▼

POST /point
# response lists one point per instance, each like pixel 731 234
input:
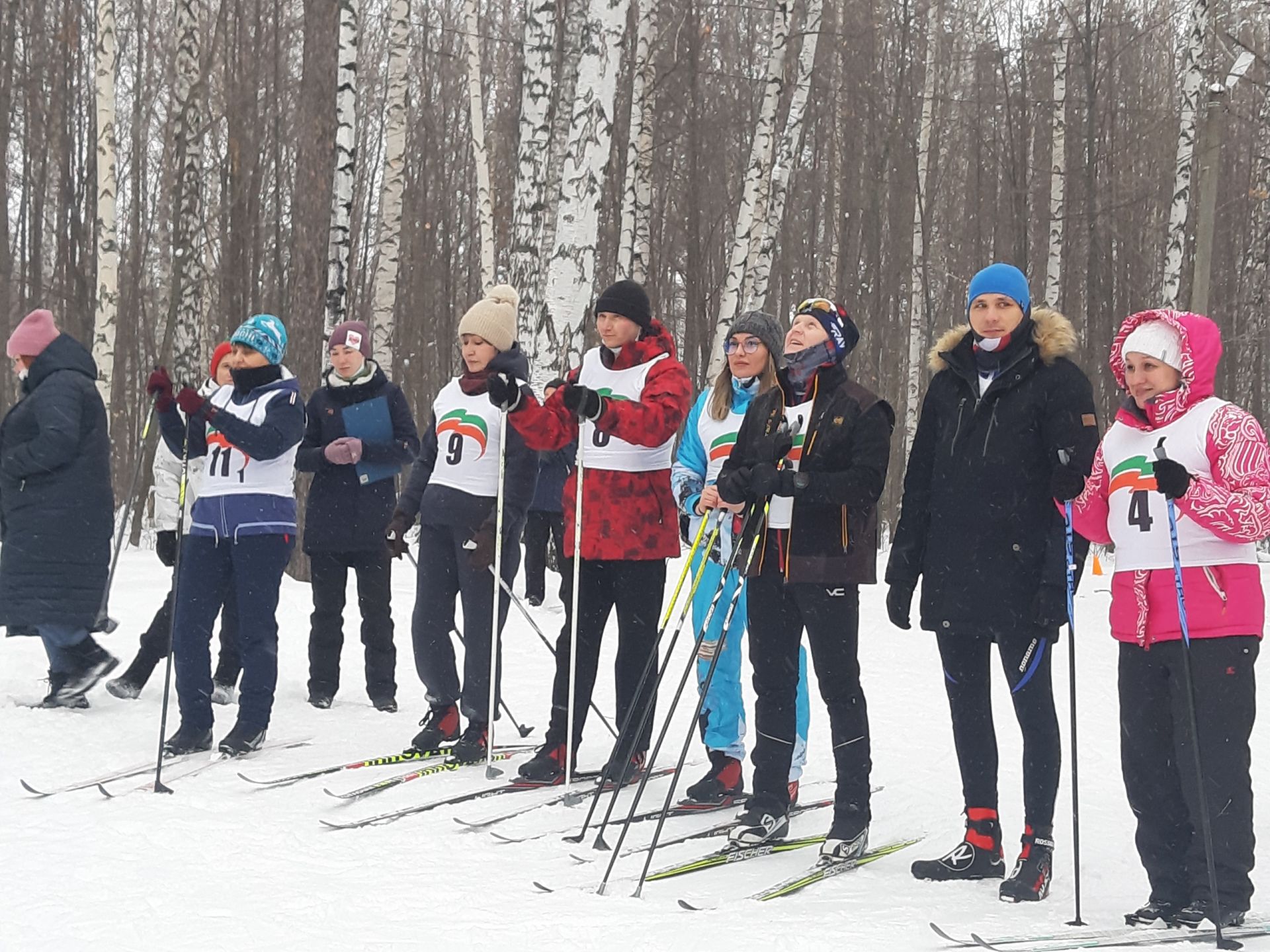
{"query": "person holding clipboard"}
pixel 359 436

▲

WHAT YOU ARE ASKED TO DO: Change every "instance" in the data to "object" and give the data again with everything else unchanged. Leave out the pictures.

WRITTEN ANSWER:
POST /point
# response lists one point per object, each like pixel 731 234
input:
{"query": "person holding clipboard"}
pixel 359 436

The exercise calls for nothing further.